# [DATASET]
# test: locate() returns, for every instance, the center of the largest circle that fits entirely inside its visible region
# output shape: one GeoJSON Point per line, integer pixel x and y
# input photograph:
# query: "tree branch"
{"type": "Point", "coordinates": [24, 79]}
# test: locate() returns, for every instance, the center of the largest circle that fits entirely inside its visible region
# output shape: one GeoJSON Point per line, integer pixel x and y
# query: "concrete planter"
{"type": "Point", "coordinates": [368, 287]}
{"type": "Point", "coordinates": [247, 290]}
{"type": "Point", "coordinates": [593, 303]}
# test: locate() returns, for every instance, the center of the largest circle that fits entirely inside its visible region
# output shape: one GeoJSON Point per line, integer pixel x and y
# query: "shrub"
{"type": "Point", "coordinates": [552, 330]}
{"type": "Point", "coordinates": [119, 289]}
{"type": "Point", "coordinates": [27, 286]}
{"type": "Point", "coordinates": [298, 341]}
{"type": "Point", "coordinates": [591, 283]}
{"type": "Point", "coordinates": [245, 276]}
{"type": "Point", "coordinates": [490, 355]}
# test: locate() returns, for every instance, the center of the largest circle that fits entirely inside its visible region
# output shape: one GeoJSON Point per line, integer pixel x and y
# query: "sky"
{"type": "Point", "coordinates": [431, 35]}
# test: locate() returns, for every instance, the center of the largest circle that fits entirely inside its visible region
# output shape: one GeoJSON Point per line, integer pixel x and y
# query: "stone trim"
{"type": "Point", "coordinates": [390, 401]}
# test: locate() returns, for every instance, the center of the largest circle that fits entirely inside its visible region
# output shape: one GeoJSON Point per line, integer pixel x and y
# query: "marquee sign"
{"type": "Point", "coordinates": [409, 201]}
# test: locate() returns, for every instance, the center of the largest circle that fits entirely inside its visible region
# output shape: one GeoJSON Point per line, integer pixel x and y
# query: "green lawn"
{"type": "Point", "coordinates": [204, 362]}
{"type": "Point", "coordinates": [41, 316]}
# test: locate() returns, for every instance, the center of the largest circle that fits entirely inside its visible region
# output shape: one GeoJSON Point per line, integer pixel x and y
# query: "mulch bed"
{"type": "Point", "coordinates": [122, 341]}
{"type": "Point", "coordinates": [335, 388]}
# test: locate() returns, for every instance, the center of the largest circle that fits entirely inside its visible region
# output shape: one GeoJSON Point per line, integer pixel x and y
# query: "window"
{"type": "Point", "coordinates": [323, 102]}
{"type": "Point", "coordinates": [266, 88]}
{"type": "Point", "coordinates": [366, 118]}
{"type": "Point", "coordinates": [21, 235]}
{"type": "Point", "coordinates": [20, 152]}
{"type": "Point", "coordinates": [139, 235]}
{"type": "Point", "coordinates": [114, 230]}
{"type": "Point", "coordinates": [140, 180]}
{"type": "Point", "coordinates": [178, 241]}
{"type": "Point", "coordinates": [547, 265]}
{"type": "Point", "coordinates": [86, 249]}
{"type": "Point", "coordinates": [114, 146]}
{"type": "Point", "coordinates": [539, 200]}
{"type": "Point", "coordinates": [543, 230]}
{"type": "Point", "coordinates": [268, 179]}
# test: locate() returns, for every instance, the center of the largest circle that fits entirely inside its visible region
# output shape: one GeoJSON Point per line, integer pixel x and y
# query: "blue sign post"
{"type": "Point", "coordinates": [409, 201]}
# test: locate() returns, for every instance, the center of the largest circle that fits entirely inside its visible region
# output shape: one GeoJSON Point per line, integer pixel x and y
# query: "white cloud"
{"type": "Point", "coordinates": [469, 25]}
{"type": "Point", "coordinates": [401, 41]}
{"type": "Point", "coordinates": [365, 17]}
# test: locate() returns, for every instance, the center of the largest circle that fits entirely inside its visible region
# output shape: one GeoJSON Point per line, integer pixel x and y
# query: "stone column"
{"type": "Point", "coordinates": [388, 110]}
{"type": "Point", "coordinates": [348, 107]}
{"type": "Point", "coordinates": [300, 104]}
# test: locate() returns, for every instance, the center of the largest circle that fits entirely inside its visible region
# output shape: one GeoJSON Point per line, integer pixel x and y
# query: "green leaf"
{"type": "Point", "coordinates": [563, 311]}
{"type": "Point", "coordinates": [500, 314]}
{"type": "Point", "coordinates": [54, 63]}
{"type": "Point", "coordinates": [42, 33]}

# [WORK TO COMPLETE]
Report how many lines in the data above contain the string "sign", counting case-sensitively. Give only the number.

# [WRITTEN RESPONSE]
2